* _Goal_:
Which lines in the data contain the string "white", matching case exactly? Find each one and copy it whole.

··········

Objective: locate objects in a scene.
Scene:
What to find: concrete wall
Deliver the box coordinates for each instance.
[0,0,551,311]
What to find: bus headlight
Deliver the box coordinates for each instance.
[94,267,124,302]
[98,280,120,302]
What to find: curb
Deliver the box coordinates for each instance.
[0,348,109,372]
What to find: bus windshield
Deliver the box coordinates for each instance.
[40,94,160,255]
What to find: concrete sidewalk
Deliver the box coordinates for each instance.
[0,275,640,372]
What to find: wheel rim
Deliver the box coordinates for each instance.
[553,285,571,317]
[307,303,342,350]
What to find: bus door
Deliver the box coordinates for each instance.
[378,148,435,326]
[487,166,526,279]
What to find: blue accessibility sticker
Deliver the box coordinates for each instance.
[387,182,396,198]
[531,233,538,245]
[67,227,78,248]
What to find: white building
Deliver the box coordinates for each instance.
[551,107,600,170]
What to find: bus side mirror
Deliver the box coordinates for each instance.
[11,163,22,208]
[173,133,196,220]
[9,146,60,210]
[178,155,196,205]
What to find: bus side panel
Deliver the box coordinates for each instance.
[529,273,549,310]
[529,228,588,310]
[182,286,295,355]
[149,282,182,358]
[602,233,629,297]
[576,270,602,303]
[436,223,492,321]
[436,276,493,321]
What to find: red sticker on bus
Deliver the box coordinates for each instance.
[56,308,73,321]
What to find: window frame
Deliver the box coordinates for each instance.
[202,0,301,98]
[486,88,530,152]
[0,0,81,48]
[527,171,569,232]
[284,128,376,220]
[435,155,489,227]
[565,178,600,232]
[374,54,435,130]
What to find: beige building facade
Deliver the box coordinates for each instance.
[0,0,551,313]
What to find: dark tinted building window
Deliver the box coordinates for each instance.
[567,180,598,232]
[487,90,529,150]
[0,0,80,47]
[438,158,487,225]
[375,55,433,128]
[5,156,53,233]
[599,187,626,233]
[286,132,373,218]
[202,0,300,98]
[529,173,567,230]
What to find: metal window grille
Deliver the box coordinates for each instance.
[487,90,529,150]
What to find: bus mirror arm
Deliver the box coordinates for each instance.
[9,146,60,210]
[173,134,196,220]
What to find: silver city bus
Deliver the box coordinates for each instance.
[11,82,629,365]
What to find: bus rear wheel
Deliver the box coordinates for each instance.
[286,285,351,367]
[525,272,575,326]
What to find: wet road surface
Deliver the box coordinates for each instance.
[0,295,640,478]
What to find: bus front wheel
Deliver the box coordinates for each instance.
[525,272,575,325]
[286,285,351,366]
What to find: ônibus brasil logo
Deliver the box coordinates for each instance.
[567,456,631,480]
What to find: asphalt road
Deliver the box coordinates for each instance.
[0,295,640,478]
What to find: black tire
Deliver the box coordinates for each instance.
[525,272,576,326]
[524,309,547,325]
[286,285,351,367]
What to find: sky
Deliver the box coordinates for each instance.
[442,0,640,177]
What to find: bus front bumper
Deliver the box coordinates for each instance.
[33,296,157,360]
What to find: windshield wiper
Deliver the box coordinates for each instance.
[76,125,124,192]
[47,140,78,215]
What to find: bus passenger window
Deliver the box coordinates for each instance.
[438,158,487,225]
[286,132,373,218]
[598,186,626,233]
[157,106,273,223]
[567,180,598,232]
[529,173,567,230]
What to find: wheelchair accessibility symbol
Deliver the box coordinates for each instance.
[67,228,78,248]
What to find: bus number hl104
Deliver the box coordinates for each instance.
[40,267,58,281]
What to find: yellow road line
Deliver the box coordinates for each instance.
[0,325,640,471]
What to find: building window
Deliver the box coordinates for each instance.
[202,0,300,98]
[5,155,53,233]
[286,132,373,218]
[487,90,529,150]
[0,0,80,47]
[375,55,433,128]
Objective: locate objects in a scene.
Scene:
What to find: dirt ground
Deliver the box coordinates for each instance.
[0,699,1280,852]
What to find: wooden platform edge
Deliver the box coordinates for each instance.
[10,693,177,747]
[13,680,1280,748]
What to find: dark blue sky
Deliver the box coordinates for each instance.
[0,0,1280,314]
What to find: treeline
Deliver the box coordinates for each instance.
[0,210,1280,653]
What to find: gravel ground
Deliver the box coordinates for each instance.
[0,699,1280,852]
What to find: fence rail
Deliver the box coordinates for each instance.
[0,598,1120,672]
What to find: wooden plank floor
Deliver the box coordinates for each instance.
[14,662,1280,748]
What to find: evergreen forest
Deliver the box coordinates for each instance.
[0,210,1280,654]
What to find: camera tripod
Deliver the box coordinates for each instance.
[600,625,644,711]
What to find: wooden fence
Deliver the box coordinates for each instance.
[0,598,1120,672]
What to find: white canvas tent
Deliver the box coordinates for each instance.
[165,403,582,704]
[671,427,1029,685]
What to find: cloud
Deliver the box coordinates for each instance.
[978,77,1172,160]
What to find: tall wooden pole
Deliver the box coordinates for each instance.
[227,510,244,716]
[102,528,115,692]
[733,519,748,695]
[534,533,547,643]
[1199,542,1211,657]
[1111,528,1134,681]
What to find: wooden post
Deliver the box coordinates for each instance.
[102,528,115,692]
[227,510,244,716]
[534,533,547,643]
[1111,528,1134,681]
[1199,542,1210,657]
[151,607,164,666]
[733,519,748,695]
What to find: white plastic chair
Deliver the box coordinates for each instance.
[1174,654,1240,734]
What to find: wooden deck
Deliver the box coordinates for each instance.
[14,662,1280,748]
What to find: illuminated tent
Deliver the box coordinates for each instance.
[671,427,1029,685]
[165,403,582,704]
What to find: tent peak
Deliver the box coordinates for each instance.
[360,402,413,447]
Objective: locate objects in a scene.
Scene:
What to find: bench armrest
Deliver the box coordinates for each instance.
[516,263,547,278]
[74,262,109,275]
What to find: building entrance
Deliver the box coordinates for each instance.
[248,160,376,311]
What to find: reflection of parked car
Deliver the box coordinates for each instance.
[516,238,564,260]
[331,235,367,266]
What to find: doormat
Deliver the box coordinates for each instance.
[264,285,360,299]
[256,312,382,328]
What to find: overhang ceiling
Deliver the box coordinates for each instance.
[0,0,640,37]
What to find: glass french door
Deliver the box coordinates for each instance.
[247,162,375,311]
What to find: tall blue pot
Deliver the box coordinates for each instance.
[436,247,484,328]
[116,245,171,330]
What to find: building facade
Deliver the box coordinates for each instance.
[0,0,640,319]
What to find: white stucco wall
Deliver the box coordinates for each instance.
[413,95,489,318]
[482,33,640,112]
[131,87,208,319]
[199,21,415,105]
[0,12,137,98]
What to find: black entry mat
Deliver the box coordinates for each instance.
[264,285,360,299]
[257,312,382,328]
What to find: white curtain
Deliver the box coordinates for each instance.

··········

* _Complete output_:
What to find: white building
What to find: white canvas tent
What to find: white plastic chair
What to find: white stucco wall
What to find: white curtain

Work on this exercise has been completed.